→ **Document text**
- Opening Delimiter -
The theme-component [TC-1] allows us to avoid many technical and difficult issues encountered in estimating the theoretical information measurement [19,20]. [TC-1] and [TC-2] together make CEDA’s major factor selection protocol very distinct to model-based feature selection based on mutual information evaluations [21,22,23,24], while [TC-3] makes CEDA’s inferences realistic, and [TC-4] makes CEDA to provide authentic information content with very wide applicability.

For specifically illustrating these four theme-components, we consider a structured data set consisting of data points that are measured and collected in a $L + K$ D vector format with respect to $L + K$ features. The first L components are the designated response (Re) features’ measurements or categories, denoted as $Y = {(Y_{1}, \dots, Y_{L})}^{'}$ , and the rest of K components are K covariate (Co) features’ measurements or categories, denoted as ${V_{1}, \dots, V_{K}}$ . It is essential to note that some or even all covariate features could be categorical. Thus, data analysts’ task is prescribed as precisely extracting the authentic associative relations between $Y$ and ${V_{1}, \dots, V_{K}}$ based on a structured data set.

By extracting authentic associations between response and covariate features, various Theoretical Information Measurements are employed under the structured data setting in [13,14,15,16,17]. In particular, Re-Co directional associations developed in CEDA and its major factor selection protocol rely on evaluations of Shannon conditional entropy (CE) and mutual information ( $I [R e; C o]$ ) that are all carried out upon the contingency table platform. This platform is indeed very flexible and adaptable to the number of features on row- and column-axes as well as the total size of data points. Such a key characteristic makes CEDA very versatile in applicability. We explain in more detail as follows.

On the response side, a collection of categories of response features (pertaining to $Y$ ) is determined with respect to their categorical nature and sample size. Likewise, on the covariate side, a collection of categories for each 1D covariate feature (pertaining to $V_{k}$ for $k = 1, \dots K$ ) is chosen accordingly. It is noted that a continuous feature is categorized with respect to its histogram [25]. If $L > 1$ , then the entire collection of response categories will consist of all non-empty cells or hypercubes of LD contingency tables. However, when L is large, the total number of LD hypercubes could be too large for a finite data set in the sense that many hypercubes are occupied by very few data points. This is known as the effect of the curse of dimensionality. To avoid such an effect, clustering algorithms, such as Hierarchical clustering or K-means algorithms, can also be performed for fusing the L response features (upon their original continuous measurement scales or their contingency tables when involving categorical ones) into one single categorical response variable. The number of categories can be pre-determined for K-means algorithm or determined by cutting a Hierarchical clustering tree in a fashion such as there is only one tree branch per category. The essential idea behind such feature-fusing operations is to retain the structural dependency among these L response features, while at the same time reducing the detrimental effect of the curse of dimensionality.
- Closing Delimiter -
Saved entries:
- Opening Delimiter -
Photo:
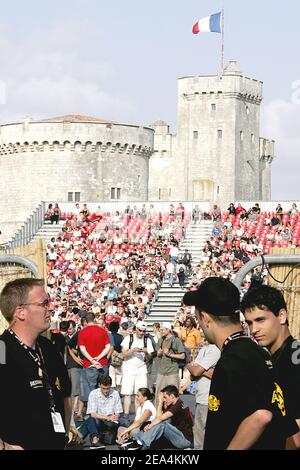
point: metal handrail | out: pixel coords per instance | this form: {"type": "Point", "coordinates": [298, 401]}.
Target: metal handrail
{"type": "Point", "coordinates": [260, 261]}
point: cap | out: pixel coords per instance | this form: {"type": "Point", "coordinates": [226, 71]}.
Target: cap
{"type": "Point", "coordinates": [216, 295]}
{"type": "Point", "coordinates": [141, 325]}
{"type": "Point", "coordinates": [166, 325]}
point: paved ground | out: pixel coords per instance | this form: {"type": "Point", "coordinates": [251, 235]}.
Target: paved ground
{"type": "Point", "coordinates": [189, 400]}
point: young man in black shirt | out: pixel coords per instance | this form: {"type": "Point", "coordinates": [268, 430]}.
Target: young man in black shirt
{"type": "Point", "coordinates": [246, 408]}
{"type": "Point", "coordinates": [35, 388]}
{"type": "Point", "coordinates": [265, 311]}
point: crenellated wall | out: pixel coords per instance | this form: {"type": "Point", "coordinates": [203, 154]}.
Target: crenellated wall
{"type": "Point", "coordinates": [42, 160]}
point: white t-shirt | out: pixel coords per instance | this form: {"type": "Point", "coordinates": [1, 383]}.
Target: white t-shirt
{"type": "Point", "coordinates": [135, 364]}
{"type": "Point", "coordinates": [207, 357]}
{"type": "Point", "coordinates": [148, 405]}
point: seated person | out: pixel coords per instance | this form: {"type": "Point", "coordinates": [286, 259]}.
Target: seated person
{"type": "Point", "coordinates": [173, 422]}
{"type": "Point", "coordinates": [145, 413]}
{"type": "Point", "coordinates": [104, 407]}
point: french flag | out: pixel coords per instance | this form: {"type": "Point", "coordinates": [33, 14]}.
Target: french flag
{"type": "Point", "coordinates": [210, 24]}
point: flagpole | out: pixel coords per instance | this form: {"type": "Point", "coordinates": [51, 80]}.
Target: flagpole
{"type": "Point", "coordinates": [222, 59]}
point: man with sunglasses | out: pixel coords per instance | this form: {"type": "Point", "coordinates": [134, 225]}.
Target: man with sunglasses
{"type": "Point", "coordinates": [35, 388]}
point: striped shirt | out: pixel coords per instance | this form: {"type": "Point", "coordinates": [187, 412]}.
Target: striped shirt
{"type": "Point", "coordinates": [109, 405]}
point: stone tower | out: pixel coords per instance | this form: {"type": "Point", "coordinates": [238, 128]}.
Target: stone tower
{"type": "Point", "coordinates": [70, 158]}
{"type": "Point", "coordinates": [217, 153]}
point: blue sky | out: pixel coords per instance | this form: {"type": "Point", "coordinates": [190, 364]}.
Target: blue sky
{"type": "Point", "coordinates": [120, 60]}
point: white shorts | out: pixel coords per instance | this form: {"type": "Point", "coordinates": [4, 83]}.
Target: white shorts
{"type": "Point", "coordinates": [131, 383]}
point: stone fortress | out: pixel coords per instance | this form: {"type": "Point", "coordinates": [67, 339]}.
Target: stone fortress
{"type": "Point", "coordinates": [216, 155]}
{"type": "Point", "coordinates": [70, 158]}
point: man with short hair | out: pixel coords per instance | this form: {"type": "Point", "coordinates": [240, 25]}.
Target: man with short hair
{"type": "Point", "coordinates": [202, 370]}
{"type": "Point", "coordinates": [104, 408]}
{"type": "Point", "coordinates": [170, 350]}
{"type": "Point", "coordinates": [265, 312]}
{"type": "Point", "coordinates": [94, 344]}
{"type": "Point", "coordinates": [134, 368]}
{"type": "Point", "coordinates": [35, 387]}
{"type": "Point", "coordinates": [246, 408]}
{"type": "Point", "coordinates": [173, 421]}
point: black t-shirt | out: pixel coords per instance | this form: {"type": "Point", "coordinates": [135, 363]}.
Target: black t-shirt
{"type": "Point", "coordinates": [182, 419]}
{"type": "Point", "coordinates": [286, 362]}
{"type": "Point", "coordinates": [25, 410]}
{"type": "Point", "coordinates": [242, 384]}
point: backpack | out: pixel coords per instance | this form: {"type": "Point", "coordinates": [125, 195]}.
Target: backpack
{"type": "Point", "coordinates": [116, 359]}
{"type": "Point", "coordinates": [181, 362]}
{"type": "Point", "coordinates": [146, 336]}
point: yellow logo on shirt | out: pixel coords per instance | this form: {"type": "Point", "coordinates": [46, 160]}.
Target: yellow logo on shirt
{"type": "Point", "coordinates": [213, 403]}
{"type": "Point", "coordinates": [278, 398]}
{"type": "Point", "coordinates": [57, 384]}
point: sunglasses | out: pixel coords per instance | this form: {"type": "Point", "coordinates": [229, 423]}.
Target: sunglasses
{"type": "Point", "coordinates": [45, 303]}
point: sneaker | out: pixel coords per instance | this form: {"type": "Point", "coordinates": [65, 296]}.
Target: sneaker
{"type": "Point", "coordinates": [134, 446]}
{"type": "Point", "coordinates": [97, 444]}
{"type": "Point", "coordinates": [126, 444]}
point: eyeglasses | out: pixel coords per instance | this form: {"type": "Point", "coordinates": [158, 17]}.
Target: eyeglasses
{"type": "Point", "coordinates": [43, 304]}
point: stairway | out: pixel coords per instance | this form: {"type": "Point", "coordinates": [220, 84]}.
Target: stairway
{"type": "Point", "coordinates": [47, 231]}
{"type": "Point", "coordinates": [169, 298]}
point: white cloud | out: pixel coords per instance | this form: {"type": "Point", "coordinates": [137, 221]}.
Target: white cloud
{"type": "Point", "coordinates": [59, 71]}
{"type": "Point", "coordinates": [281, 122]}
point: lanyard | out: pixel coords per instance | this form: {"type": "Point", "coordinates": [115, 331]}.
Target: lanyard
{"type": "Point", "coordinates": [237, 335]}
{"type": "Point", "coordinates": [38, 359]}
- Closing Delimiter -
→ **Work request 1**
Return, word for word, the part of the text on CEDA that runs from "For specifically illustrating" to "structured data set.".
→ **Work request 2**
Continue the text on CEDA, starting right after its last sentence.

→ **Exercise answer 1**
For specifically illustrating these four theme-components, we consider a structured data set consisting of data points that are measured and collected in a $L + K$ D vector format with respect to $L + K$ features. The first L components are the designated response (Re) features’ measurements or categories, denoted as $Y = {(Y_{1}, \dots, Y_{L})}^{'}$ , and the rest of K components are K covariate (Co) features’ measurements or categories, denoted as ${V_{1}, \dots, V_{K}}$ . It is essential to note that some or even all covariate features could be categorical. Thus, data analysts’ task is prescribed as precisely extracting the authentic associative relations between $Y$ and ${V_{1}, \dots, V_{K}}$ based on a structured data set.

→ **Exercise answer 2**
In contrast, singleton and joint (or interacting) effects of all possible subsets of ${V_{1}, \dots, V_{K}}$ are theoretically potential on the covariate side. However, it is practically known that any high order interacting effects needed to be considered are to a great extent determined by the sample size. That is, a covariate-vs.-response contingency table platform can vary greatly in dimensions: large or small. When viewing a contingency table as a high-dimensional histogram, which is a naive form of density estimation, the curse of dimensionality, or so-called finite sample phenomenon, is supposed to affect our conditional entropy evaluations whenever this table’s dimension is large relative to data’s sample size. We use the notation $C [A - v s . - Y]$ (rows-vs.-columns) for a contingency table of a covariate variable subset $A \subseteq {V_{1}, \dots, V_{K}}$ and response variable $Y$ . As a convention, the categories of $Y$ are arranged along its column-axis, while the categories of A are arranged along the row-axis. This row-axis would expand with respect to memberships of A.

In CEDA, the associative patterns between any $A \subseteq {V_{1}, \dots, V_{K}}$ and $Y$ would be discovered and evaluated ucing the contingency table $C [A - v s . - Y]$ . It is necessary to reiterate that $C [A - v s . - Y]$ can be viewed as a “joint histogram” or “density estimation” of all features contained in A and $Y$ . From this perspective, when the dimension of $C [A - v s . - Y]$ increasingly expands as A including more variables, it is expected that its dimensionality would affect the comparability and reliability of conditional entropy evaluations. Consequently, for comparability purposes, this criterion [C1:confirmable] in CEDA arises. This criterion is based on a so-called data mimicking operation developed in [14], as will be described in the following paragraphs.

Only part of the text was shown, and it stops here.